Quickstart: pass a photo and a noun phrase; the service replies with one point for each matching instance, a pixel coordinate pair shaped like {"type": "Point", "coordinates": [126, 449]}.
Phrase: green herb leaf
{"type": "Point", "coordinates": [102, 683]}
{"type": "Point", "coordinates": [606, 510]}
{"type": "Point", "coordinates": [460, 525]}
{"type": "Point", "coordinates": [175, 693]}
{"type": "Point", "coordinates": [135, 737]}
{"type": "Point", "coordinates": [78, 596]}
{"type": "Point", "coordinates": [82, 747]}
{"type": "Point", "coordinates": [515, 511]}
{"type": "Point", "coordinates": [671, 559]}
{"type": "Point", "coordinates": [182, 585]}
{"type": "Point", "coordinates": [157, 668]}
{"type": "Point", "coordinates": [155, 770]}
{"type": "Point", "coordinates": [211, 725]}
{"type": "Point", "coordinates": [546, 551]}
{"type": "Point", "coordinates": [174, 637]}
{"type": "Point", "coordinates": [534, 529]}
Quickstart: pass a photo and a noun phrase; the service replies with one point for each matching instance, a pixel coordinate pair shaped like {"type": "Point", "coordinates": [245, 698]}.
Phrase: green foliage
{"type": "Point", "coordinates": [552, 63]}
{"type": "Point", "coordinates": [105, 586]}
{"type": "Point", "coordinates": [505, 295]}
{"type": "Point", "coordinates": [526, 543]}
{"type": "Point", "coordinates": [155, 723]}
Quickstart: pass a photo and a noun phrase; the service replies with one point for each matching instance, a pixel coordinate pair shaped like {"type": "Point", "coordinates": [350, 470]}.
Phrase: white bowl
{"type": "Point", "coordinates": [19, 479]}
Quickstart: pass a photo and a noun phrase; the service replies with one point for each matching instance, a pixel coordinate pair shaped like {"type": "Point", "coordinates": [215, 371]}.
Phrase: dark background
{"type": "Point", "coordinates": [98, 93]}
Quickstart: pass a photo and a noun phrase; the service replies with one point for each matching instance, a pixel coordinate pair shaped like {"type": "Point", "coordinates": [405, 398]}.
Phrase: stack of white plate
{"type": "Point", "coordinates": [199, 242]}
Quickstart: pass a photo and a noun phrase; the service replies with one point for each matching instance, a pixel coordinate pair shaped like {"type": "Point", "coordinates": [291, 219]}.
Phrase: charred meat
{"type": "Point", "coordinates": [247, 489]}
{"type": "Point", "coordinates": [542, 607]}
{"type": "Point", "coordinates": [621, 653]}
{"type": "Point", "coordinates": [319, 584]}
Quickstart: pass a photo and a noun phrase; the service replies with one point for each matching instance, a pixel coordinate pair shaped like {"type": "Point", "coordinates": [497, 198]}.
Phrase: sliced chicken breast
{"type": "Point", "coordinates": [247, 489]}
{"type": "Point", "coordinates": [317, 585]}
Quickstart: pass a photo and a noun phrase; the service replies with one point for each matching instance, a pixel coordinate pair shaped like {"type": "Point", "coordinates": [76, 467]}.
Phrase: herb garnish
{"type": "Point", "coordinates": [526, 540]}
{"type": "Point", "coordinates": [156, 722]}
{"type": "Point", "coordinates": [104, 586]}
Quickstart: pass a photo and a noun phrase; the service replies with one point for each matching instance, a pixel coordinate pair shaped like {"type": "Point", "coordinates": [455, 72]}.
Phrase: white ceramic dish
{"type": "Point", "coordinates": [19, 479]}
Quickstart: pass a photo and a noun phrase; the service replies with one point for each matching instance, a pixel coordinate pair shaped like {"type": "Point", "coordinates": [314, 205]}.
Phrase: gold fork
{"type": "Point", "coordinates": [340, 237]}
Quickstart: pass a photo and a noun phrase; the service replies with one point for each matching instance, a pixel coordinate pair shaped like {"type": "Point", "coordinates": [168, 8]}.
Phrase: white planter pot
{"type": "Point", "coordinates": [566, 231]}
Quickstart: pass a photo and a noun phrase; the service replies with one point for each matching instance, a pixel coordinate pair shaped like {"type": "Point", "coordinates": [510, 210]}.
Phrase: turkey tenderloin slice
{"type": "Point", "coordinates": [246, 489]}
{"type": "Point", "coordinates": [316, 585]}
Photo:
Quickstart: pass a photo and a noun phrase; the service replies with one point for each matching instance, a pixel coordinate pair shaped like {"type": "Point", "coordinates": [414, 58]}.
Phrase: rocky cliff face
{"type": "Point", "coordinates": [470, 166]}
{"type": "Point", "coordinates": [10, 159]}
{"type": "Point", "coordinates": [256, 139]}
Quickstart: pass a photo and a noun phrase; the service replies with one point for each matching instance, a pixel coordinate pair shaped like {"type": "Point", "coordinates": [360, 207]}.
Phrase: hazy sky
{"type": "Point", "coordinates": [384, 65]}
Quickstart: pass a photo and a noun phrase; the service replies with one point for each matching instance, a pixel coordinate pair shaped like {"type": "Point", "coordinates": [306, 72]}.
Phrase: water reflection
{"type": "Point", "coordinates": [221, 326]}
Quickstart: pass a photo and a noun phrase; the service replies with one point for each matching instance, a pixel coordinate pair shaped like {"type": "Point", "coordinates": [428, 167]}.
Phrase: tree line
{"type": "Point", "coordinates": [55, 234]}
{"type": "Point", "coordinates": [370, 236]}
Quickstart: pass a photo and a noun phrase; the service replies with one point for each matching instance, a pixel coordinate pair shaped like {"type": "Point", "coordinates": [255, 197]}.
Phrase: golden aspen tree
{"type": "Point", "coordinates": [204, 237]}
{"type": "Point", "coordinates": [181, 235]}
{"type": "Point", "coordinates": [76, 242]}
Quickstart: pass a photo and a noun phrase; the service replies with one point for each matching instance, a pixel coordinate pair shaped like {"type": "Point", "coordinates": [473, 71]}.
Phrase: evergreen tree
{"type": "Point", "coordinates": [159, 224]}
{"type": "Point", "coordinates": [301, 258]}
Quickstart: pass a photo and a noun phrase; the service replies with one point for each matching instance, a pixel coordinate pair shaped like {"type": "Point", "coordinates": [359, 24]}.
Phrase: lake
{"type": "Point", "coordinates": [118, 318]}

+++

EXERCISE |
The material above is to be reproduced exactly as written.

RESULT |
Quickstart: pass a photo and a noun phrase; the service replies with one point for each matching instance, a pixel coordinate pair shaped like {"type": "Point", "coordinates": [126, 449]}.
Phrase: green herb leaf
{"type": "Point", "coordinates": [102, 683]}
{"type": "Point", "coordinates": [606, 510]}
{"type": "Point", "coordinates": [460, 525]}
{"type": "Point", "coordinates": [175, 693]}
{"type": "Point", "coordinates": [135, 737]}
{"type": "Point", "coordinates": [78, 596]}
{"type": "Point", "coordinates": [82, 747]}
{"type": "Point", "coordinates": [515, 511]}
{"type": "Point", "coordinates": [671, 559]}
{"type": "Point", "coordinates": [182, 585]}
{"type": "Point", "coordinates": [157, 668]}
{"type": "Point", "coordinates": [155, 770]}
{"type": "Point", "coordinates": [211, 725]}
{"type": "Point", "coordinates": [546, 551]}
{"type": "Point", "coordinates": [174, 637]}
{"type": "Point", "coordinates": [534, 529]}
Quickstart: pass a photo and a noun phrase; the service replies with one point for each matching instance, a pixel coordinate pair shaped like {"type": "Point", "coordinates": [245, 698]}.
Phrase: green foliage
{"type": "Point", "coordinates": [552, 63]}
{"type": "Point", "coordinates": [105, 586]}
{"type": "Point", "coordinates": [505, 295]}
{"type": "Point", "coordinates": [526, 543]}
{"type": "Point", "coordinates": [155, 723]}
Quickstart: pass a photo and a noun phrase; the service replies with one point for each matching instance, a pixel coordinate pair shaped like {"type": "Point", "coordinates": [350, 470]}.
Phrase: white bowl
{"type": "Point", "coordinates": [19, 479]}
Quickstart: pass a photo and a noun phrase; the service replies with one point for each matching instance, a pixel coordinate pair shaped like {"type": "Point", "coordinates": [215, 371]}.
Phrase: dark background
{"type": "Point", "coordinates": [98, 93]}
Quickstart: pass a photo and a noun phrase; the service replies with one point for each matching instance, a pixel coordinate pair shaped like {"type": "Point", "coordinates": [405, 398]}.
Phrase: stack of white plate
{"type": "Point", "coordinates": [199, 242]}
Quickstart: pass a photo and a noun phrase; the service replies with one point for each matching instance, a pixel coordinate pair shaped like {"type": "Point", "coordinates": [291, 219]}.
Phrase: charred meat
{"type": "Point", "coordinates": [247, 489]}
{"type": "Point", "coordinates": [542, 607]}
{"type": "Point", "coordinates": [621, 653]}
{"type": "Point", "coordinates": [319, 584]}
Quickstart: pass a photo and a noun phrase; the service replies with one point for each matching instance, a pixel coordinate pair shaped like {"type": "Point", "coordinates": [497, 198]}.
Phrase: sliced chicken breast
{"type": "Point", "coordinates": [247, 489]}
{"type": "Point", "coordinates": [317, 585]}
Quickstart: pass a photo and a noun phrase; the service replies with one point for each matching instance, a pixel coordinate pair shaped like {"type": "Point", "coordinates": [76, 467]}.
Phrase: herb garnish
{"type": "Point", "coordinates": [526, 540]}
{"type": "Point", "coordinates": [156, 722]}
{"type": "Point", "coordinates": [104, 586]}
Quickstart: pass a photo and a noun phrase; the service replies with one point for each matching instance, a pixel coordinate pair shaped like {"type": "Point", "coordinates": [455, 72]}.
Phrase: white ceramic dish
{"type": "Point", "coordinates": [19, 479]}
Quickstart: pass a photo and a noun phrase; the service replies with one point for each matching instance, a pixel coordinate pair shaped like {"type": "Point", "coordinates": [314, 205]}.
Phrase: gold fork
{"type": "Point", "coordinates": [340, 237]}
Quickstart: pass a photo and a noun phrase; the service replies with one point for each matching instance, a pixel coordinate pair shaped like {"type": "Point", "coordinates": [168, 8]}.
Phrase: white planter pot
{"type": "Point", "coordinates": [566, 231]}
Quickstart: pass a photo and a noun phrase; the service replies with one point for each matching instance, a pixel coordinate pair shaped like {"type": "Point", "coordinates": [510, 210]}.
Phrase: turkey tenderloin slice
{"type": "Point", "coordinates": [246, 489]}
{"type": "Point", "coordinates": [316, 585]}
Photo:
Quickstart: pass a photo and a noun phrase; the service replies with one point for each matching instance, a pixel coordinate pair shaped like {"type": "Point", "coordinates": [414, 58]}.
Phrase: rocky cliff face
{"type": "Point", "coordinates": [470, 166]}
{"type": "Point", "coordinates": [10, 159]}
{"type": "Point", "coordinates": [256, 139]}
Quickstart: pass a photo and a noun phrase; the service replies with one point for each matching instance, a pixel coordinate pair shaped like {"type": "Point", "coordinates": [360, 207]}.
Phrase: hazy sky
{"type": "Point", "coordinates": [384, 65]}
Quickstart: pass a photo and a noun phrase; the service replies with one point for each matching instance, a pixel coordinate pair shaped like {"type": "Point", "coordinates": [306, 72]}.
Phrase: water reflection
{"type": "Point", "coordinates": [221, 326]}
Quickstart: pass a photo and a noun phrase; the service replies with one point for each matching instance, a pixel coordinate pair shaped like {"type": "Point", "coordinates": [428, 167]}.
Phrase: tree line
{"type": "Point", "coordinates": [55, 234]}
{"type": "Point", "coordinates": [370, 236]}
Quickstart: pass a photo and a noun phrase; the service replies with one point for each matching instance, a pixel coordinate pair shaped like {"type": "Point", "coordinates": [255, 197]}.
Phrase: golden aspen tree
{"type": "Point", "coordinates": [204, 237]}
{"type": "Point", "coordinates": [181, 235]}
{"type": "Point", "coordinates": [76, 242]}
Quickstart: pass a photo and a noun phrase; the service replies with one point for each matching instance, a pixel coordinate pair shaped like {"type": "Point", "coordinates": [473, 71]}.
Phrase: evergreen tree
{"type": "Point", "coordinates": [159, 224]}
{"type": "Point", "coordinates": [301, 258]}
Quickstart: pass a photo and a noun phrase; the service replies with one point for each matching instance, a pixel coordinate pair shaped like {"type": "Point", "coordinates": [359, 24]}.
Phrase: lake
{"type": "Point", "coordinates": [118, 318]}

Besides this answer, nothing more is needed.